Part of a data file
++++++

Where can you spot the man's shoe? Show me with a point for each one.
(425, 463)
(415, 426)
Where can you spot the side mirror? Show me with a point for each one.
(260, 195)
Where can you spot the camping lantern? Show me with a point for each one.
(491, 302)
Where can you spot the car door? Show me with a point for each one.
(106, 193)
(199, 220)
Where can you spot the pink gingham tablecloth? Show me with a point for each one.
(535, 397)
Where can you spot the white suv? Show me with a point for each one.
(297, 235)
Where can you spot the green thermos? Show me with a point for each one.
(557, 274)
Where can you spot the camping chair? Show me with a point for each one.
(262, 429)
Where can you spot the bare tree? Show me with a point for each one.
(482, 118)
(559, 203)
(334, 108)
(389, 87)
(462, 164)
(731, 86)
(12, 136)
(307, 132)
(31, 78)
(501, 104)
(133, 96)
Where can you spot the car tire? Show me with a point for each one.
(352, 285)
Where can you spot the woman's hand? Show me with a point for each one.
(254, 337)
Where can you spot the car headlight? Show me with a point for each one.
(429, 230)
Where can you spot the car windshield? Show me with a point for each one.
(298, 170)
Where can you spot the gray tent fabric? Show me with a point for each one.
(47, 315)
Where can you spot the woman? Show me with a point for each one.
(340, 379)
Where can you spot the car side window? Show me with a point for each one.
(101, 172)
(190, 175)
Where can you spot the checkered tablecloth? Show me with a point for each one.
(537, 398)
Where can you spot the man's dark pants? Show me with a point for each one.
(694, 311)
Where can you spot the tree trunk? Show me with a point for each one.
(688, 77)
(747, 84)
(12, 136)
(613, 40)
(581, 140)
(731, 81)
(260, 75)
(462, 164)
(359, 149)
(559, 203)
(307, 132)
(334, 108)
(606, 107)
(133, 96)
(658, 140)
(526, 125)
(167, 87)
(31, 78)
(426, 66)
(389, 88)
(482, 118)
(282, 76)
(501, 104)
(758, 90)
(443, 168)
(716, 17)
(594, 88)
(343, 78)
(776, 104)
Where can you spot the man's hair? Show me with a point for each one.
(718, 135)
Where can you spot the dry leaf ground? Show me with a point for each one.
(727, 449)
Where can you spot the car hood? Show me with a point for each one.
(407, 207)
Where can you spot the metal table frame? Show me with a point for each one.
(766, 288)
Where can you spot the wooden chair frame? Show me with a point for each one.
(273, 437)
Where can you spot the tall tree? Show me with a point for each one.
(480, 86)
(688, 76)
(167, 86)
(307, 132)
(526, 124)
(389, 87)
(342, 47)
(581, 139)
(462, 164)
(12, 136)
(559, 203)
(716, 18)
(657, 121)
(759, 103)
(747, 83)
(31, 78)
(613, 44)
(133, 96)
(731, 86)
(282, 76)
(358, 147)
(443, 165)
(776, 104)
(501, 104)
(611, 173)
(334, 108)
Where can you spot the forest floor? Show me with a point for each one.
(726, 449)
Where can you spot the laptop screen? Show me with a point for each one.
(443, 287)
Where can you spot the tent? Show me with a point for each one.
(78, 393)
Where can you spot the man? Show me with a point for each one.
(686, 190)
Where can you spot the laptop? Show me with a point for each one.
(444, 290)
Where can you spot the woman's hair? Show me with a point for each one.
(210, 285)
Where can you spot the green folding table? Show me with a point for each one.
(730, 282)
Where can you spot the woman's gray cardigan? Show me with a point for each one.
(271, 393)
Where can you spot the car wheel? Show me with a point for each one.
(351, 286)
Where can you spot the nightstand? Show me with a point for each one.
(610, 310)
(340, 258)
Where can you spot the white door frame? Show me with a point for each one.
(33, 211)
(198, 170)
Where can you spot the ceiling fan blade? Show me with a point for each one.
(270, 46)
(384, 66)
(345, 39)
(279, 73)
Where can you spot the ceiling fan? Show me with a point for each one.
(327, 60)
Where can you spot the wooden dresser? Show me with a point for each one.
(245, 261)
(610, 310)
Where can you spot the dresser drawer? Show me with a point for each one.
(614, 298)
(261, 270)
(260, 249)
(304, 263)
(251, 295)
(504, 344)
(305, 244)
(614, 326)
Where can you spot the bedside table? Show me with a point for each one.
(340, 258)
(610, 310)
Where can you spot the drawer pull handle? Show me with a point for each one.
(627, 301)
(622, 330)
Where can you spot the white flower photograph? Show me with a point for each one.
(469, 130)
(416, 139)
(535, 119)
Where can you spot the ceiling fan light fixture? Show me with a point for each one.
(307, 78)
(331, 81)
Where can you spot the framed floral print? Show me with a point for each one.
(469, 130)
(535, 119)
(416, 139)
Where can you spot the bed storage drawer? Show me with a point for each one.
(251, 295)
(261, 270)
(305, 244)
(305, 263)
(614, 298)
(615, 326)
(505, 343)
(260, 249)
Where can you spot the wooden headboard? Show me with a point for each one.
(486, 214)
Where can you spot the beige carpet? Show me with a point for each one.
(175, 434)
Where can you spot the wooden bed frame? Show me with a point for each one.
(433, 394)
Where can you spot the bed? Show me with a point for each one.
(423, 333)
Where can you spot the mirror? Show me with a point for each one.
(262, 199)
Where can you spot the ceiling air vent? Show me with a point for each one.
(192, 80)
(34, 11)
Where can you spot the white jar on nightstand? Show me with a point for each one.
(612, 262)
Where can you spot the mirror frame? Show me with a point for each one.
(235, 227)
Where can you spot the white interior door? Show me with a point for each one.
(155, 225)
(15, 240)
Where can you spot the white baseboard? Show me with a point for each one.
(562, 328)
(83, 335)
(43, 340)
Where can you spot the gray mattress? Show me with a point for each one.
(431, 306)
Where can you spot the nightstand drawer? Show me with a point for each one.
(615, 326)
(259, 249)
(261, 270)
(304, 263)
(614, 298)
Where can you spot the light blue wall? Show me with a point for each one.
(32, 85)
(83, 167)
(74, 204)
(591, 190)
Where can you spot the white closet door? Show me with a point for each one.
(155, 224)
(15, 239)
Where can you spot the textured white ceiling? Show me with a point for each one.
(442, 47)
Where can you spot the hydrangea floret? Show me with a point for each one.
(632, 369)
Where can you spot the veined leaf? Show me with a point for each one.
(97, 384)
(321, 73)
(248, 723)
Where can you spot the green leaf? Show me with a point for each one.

++++++

▸ TASK REQUIREMENTS
Quote all of the entries exactly as they appear.

▸ WRITTEN ANSWER
Where can you spot the man's shoe? Show me with a point for each one.
(425, 463)
(415, 426)
Where can you spot the side mirror? Show me with a point for each one.
(260, 195)
Where can you spot the camping lantern? Show me with a point for each one.
(491, 302)
Where can you spot the car door? Show me with a point for each one.
(106, 193)
(199, 220)
Where can you spot the pink gingham tablecloth? Show me with a point for each one.
(535, 397)
Where can you spot the white suv? Show me with a point for each one.
(297, 235)
Where can you spot the green thermos? Show me with a point for each one.
(557, 274)
Where can you spot the camping chair? Show me with a point for each one.
(262, 429)
Where can you spot the bare tree? Show me with a point for each one.
(482, 118)
(559, 203)
(334, 108)
(389, 87)
(462, 164)
(731, 86)
(12, 136)
(307, 132)
(31, 78)
(501, 104)
(133, 96)
Where can you spot the car tire? Show me with a point for each one.
(352, 285)
Where can you spot the woman's hand? Show me with a point for each one.
(254, 337)
Where can you spot the car headlight? Show me with a point for each one.
(429, 230)
Where can you spot the car windshield? Show me with a point for each one.
(298, 170)
Where can you spot the gray tent fabric? Show me with a point for each one.
(47, 315)
Where can you spot the woman? Show me with a point for each one.
(340, 379)
Where can you spot the car side window? Show me with a point for each one.
(101, 172)
(190, 175)
Where can you spot the checkered tablecloth? Show me with a point for each one.
(537, 398)
Where can you spot the man's dark pants? Show me with a point for each one.
(694, 311)
Where can you spot the tree trunk? Show me with a point for each one.
(688, 77)
(747, 84)
(12, 136)
(613, 40)
(581, 140)
(731, 81)
(260, 75)
(462, 164)
(359, 149)
(559, 203)
(307, 132)
(334, 108)
(606, 107)
(133, 96)
(658, 140)
(526, 125)
(167, 87)
(31, 78)
(426, 66)
(389, 88)
(482, 118)
(282, 76)
(501, 104)
(758, 90)
(443, 168)
(716, 17)
(594, 88)
(343, 78)
(776, 104)
Where can you spot the man's hair? Show me with a point for each one.
(718, 135)
Where can you spot the dry leaf ground? Show me with a point for each one.
(727, 449)
Where can you spot the car hood? Show me with a point for each one.
(407, 207)
Where can you spot the metal table frame? Show me with a point for each one.
(766, 288)
Where can you spot the wooden chair frame? Show me with a point for each one.
(273, 437)
Where can you spot the tall tree? Show me with a point for each one.
(480, 86)
(688, 76)
(167, 86)
(307, 132)
(526, 124)
(389, 87)
(342, 47)
(581, 139)
(462, 164)
(12, 136)
(559, 203)
(716, 18)
(657, 121)
(759, 103)
(747, 83)
(31, 78)
(613, 44)
(133, 96)
(731, 86)
(282, 76)
(358, 147)
(443, 165)
(776, 104)
(501, 104)
(611, 173)
(334, 108)
Where can you spot the forest floor? Show me with a point for each one.
(726, 449)
Where can you spot the laptop screen? Show me with a point for each one.
(443, 287)
Where can you spot the tent? Show me with a point for each one.
(78, 393)
Where can you spot the man? Show me with a point for each one.
(686, 190)
Where can you spot the laptop? Show me with a point for each one.
(444, 290)
Where can you spot the woman's hair? Show me with a point for each one.
(210, 285)
Where can you spot the green folding table? Show me with a point for each one.
(730, 282)
Where can you spot the woman's gray cardigan? Show me with a point for each one.
(271, 393)
Where can you spot the car wheel? Show me with a point for each one.
(351, 286)
Where can you spot the nightstand? Show me with a point for each one.
(610, 310)
(340, 258)
Where can you spot the white door frame? Show me with a point for each one.
(33, 211)
(198, 170)
Where can you spot the ceiling fan blade? Show me with a point for each one.
(270, 46)
(384, 66)
(345, 39)
(279, 73)
Where can you spot the ceiling fan? Show me with a point for each one.
(327, 60)
Where can you spot the wooden dresser? Show me with a point for each one.
(245, 261)
(610, 310)
Where can you spot the dresser drawer? Show me with a point for each one.
(614, 298)
(261, 270)
(260, 249)
(304, 263)
(251, 295)
(504, 344)
(305, 244)
(614, 326)
Where can you spot the bedside table? Show me with a point for each one.
(340, 258)
(610, 310)
Where can you spot the drawer pull handle? Show me with a point for each one.
(627, 301)
(622, 330)
Where can you spot the white flower photograph? Show me with a point for each one.
(469, 130)
(416, 139)
(535, 119)
Where can you spot the ceiling fan light fixture? Show me with a point for each one.
(307, 78)
(331, 81)
Where can you spot the framed floral print? Show me with a point for each one.
(469, 130)
(535, 119)
(416, 139)
Where can you spot the bed storage drawer? Show me with a point for each one.
(251, 295)
(261, 270)
(305, 244)
(305, 263)
(614, 298)
(615, 326)
(505, 343)
(260, 249)
Where can you spot the wooden headboard? Show me with a point for each one.
(486, 214)
Where can you spot the beige carpet? Show me with a point for each one.
(175, 434)
Where can you spot the wooden bed frame? Show me with a point for each one.
(433, 394)
Where can you spot the bed? Show me with a point for each one.
(423, 333)
Where can you spot the mirror? Show me with a point for each one.
(262, 199)
Where can you spot the ceiling air vent? Show me with a point for each one.
(192, 80)
(34, 11)
Where can you spot the white jar on nightstand? Show me with a point for each one.
(612, 262)
Where can you spot the mirror frame? Show me with a point for each one.
(235, 227)
Where can you spot the white interior door? Show me with a point for each one.
(155, 225)
(15, 240)
Where can you spot the white baseboard? Show me with a point for each one.
(562, 328)
(83, 335)
(43, 340)
Where can you spot the gray mattress? Show me with a point for each one.
(431, 306)
Where can you spot the nightstand drawer? Show me with a point for each one.
(615, 326)
(259, 249)
(261, 270)
(304, 263)
(614, 298)
Where can you spot the light blue wall? Show me with a point for each one.
(32, 85)
(83, 167)
(74, 204)
(591, 190)
Where can you spot the white closet door? Show me with a point for each one.
(155, 224)
(15, 239)
Where can you spot the textured white ceiling? Show me with a point for each one.
(442, 47)
Where can you spot the hydrangea floret? Show me with a point for each one.
(632, 369)
Where can you spot the veined leaf? Show me with a point for each one.
(97, 384)
(321, 73)
(248, 723)
Where can you spot the green leaf? Show me with a point for each one.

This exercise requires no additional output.